▸ WORK TASK
Repeat all of the records exactly, leaving out the pictures.

▸ GIVEN INFORMATION
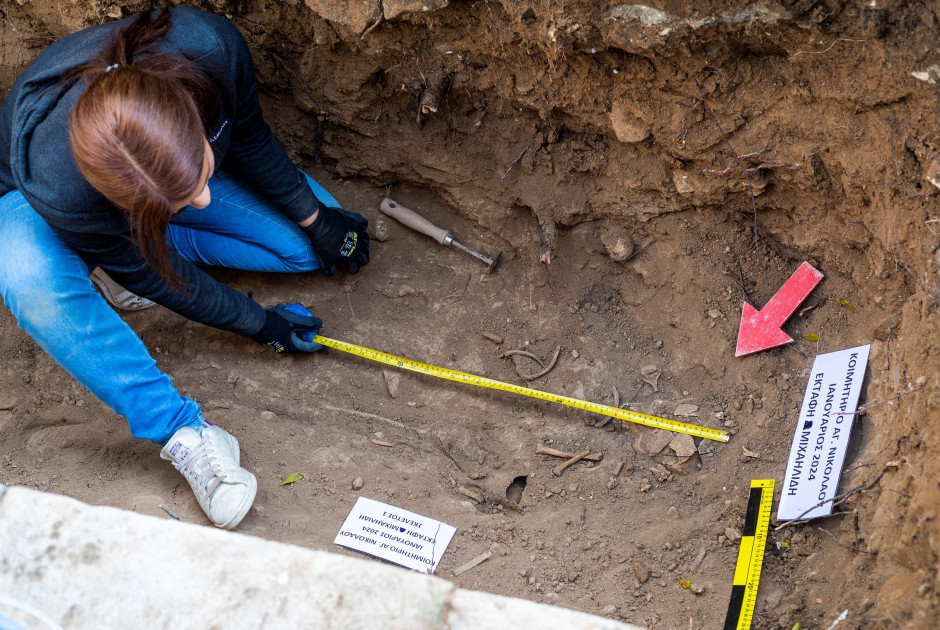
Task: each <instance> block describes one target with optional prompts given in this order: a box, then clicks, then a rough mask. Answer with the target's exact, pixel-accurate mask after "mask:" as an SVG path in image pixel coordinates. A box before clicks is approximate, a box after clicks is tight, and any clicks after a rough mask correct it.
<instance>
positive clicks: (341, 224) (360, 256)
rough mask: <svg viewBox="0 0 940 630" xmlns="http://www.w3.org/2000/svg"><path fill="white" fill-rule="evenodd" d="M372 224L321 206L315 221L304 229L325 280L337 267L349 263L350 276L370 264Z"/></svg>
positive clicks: (333, 208)
mask: <svg viewBox="0 0 940 630" xmlns="http://www.w3.org/2000/svg"><path fill="white" fill-rule="evenodd" d="M367 227H369V221H368V220H367V219H366V218H365V217H364V216H362V215H361V214H356V213H355V212H346V211H345V210H342V209H340V208H328V207H326V206H324V205H323V204H322V203H321V204H320V214H318V215H317V218H316V220H315V221H314V222H313V223H311V224H310V225H308V226H307V227H305V228H301V229H302V230H303V231H304V233H305V234H306V235H307V236H308V237H309V238H310V242H311V243H312V244H313V251H314V253H316V255H317V258H319V259H320V271H322V272H323V275H324V276H332V275H333V274H334V273H336V263H337V262H343V261H346V262H347V263H349V273H358V272H359V267H361V266H362V265H365V264H368V262H369V235H368V234H366V228H367Z"/></svg>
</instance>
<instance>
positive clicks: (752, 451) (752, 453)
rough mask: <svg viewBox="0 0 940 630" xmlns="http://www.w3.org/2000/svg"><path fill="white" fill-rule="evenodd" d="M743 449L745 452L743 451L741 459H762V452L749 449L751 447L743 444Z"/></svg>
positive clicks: (742, 447) (742, 450) (741, 459)
mask: <svg viewBox="0 0 940 630" xmlns="http://www.w3.org/2000/svg"><path fill="white" fill-rule="evenodd" d="M741 450H742V451H743V452H742V453H741V460H742V461H750V460H752V459H760V453H758V452H756V451H752V450H751V449H749V448H748V447H746V446H742V447H741Z"/></svg>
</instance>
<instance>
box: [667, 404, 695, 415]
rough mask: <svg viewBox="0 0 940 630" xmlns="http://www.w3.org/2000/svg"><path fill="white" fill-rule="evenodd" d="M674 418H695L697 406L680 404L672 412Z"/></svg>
mask: <svg viewBox="0 0 940 630" xmlns="http://www.w3.org/2000/svg"><path fill="white" fill-rule="evenodd" d="M672 415H674V416H697V415H698V405H690V404H689V403H682V404H681V405H679V406H678V407H676V410H675V411H673V412H672Z"/></svg>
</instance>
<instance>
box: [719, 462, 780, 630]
mask: <svg viewBox="0 0 940 630" xmlns="http://www.w3.org/2000/svg"><path fill="white" fill-rule="evenodd" d="M773 500H774V480H773V479H754V480H752V481H751V493H750V495H748V498H747V514H746V515H745V517H744V531H743V532H742V534H743V535H742V537H741V549H740V550H739V551H738V564H737V566H736V567H735V568H734V581H733V582H732V583H731V602H730V603H729V604H728V614H727V615H726V616H725V626H724V630H748V629H749V628H750V627H751V621H752V620H753V619H754V604H755V603H756V602H757V585H758V583H759V582H760V569H761V565H762V564H763V562H764V547H765V546H766V545H767V530H768V529H769V528H770V510H771V504H772V503H773Z"/></svg>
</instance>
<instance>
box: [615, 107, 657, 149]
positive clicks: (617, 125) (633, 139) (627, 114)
mask: <svg viewBox="0 0 940 630" xmlns="http://www.w3.org/2000/svg"><path fill="white" fill-rule="evenodd" d="M610 125H611V126H612V127H613V128H614V134H615V135H616V136H617V140H620V141H621V142H625V143H628V144H632V143H635V142H642V141H644V140H646V139H647V138H649V136H650V128H649V125H647V124H646V123H645V122H643V121H642V120H640V119H639V118H637V117H636V116H635V115H634V113H633V112H632V111H631V110H630V109H629V108H628V107H627V106H626V105H624V104H623V103H621V102H619V101H617V102H615V103H614V104H613V105H612V106H611V108H610Z"/></svg>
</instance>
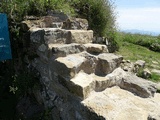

▸ TASK ANSWER
Task: each <instance> block describes one target with optional prompts given in this order: a box, then clicks, then a rough mask. Answer with the target's exact, pixel-accurate mask after "mask:" as an SVG path in image pixel coordinates. A box before clicks is approximate, a box after clicks is tight, and any clicks after a rough mask correct it.
<instance>
positive clicks: (341, 224) (360, 256)
rough mask: <svg viewBox="0 0 940 630" xmlns="http://www.w3.org/2000/svg"><path fill="white" fill-rule="evenodd" d="M372 224L321 206L315 221L304 229L325 280L337 267L349 263L350 276L370 264Z"/></svg>
positive clicks: (333, 208)
mask: <svg viewBox="0 0 940 630" xmlns="http://www.w3.org/2000/svg"><path fill="white" fill-rule="evenodd" d="M367 227H369V221H368V220H367V219H366V218H365V217H364V216H362V215H361V214H356V213H355V212H346V211H345V210H342V209H340V208H328V207H326V206H324V205H323V204H322V203H321V204H320V214H318V215H317V218H316V220H315V221H314V222H313V223H311V224H310V225H308V226H307V227H305V228H301V229H302V230H303V231H304V233H305V234H306V235H307V236H308V237H309V238H310V242H311V243H312V244H313V251H314V253H316V255H317V258H319V259H320V271H322V272H323V275H324V276H332V275H333V274H334V273H336V263H337V262H343V261H346V262H347V263H349V273H358V272H359V267H361V266H362V265H365V264H368V262H369V235H368V234H366V228H367Z"/></svg>
</instance>
<instance>
positive clicks: (752, 451) (752, 453)
rough mask: <svg viewBox="0 0 940 630" xmlns="http://www.w3.org/2000/svg"><path fill="white" fill-rule="evenodd" d="M743 449L745 452L743 451L741 459H762V452L749 449L751 447L743 444Z"/></svg>
positive clicks: (742, 447) (742, 450) (741, 459)
mask: <svg viewBox="0 0 940 630" xmlns="http://www.w3.org/2000/svg"><path fill="white" fill-rule="evenodd" d="M741 450H742V451H743V452H742V453H741V460H742V461H750V460H752V459H760V453H758V452H756V451H752V450H751V449H749V448H748V447H746V446H742V447H741Z"/></svg>
</instance>
<instance>
box: [667, 404, 695, 415]
rough mask: <svg viewBox="0 0 940 630" xmlns="http://www.w3.org/2000/svg"><path fill="white" fill-rule="evenodd" d="M674 418H695L697 406L680 404L672 412Z"/></svg>
mask: <svg viewBox="0 0 940 630" xmlns="http://www.w3.org/2000/svg"><path fill="white" fill-rule="evenodd" d="M672 415H674V416H697V415H698V405H690V404H689V403H682V404H681V405H679V406H678V407H676V410H675V411H673V412H672Z"/></svg>
</instance>
<instance>
box: [719, 462, 780, 630]
mask: <svg viewBox="0 0 940 630" xmlns="http://www.w3.org/2000/svg"><path fill="white" fill-rule="evenodd" d="M773 500H774V480H773V479H754V480H752V481H751V493H750V495H748V498H747V514H746V515H745V517H744V531H743V532H742V534H743V535H742V537H741V549H740V550H739V551H738V564H737V566H736V567H735V568H734V581H733V582H732V583H731V602H730V603H729V604H728V614H727V615H726V616H725V626H724V630H748V629H749V628H750V627H751V621H752V620H753V619H754V604H755V603H756V602H757V585H758V583H759V582H760V569H761V565H762V564H763V562H764V547H765V546H766V545H767V530H768V529H769V528H770V510H771V504H772V503H773Z"/></svg>
</instance>
<instance>
box: [615, 107, 657, 149]
positive clicks: (617, 125) (633, 139) (627, 114)
mask: <svg viewBox="0 0 940 630" xmlns="http://www.w3.org/2000/svg"><path fill="white" fill-rule="evenodd" d="M610 125H611V126H612V127H613V128H614V134H615V135H616V136H617V140H620V141H621V142H625V143H628V144H632V143H635V142H642V141H644V140H646V139H647V138H649V136H650V128H649V125H647V124H646V123H645V122H643V121H642V120H640V119H639V118H637V117H636V116H635V115H634V113H633V112H632V111H631V110H630V109H629V108H628V107H627V106H626V105H624V104H623V103H621V102H619V101H617V102H615V103H614V104H613V105H612V106H611V108H610Z"/></svg>
</instance>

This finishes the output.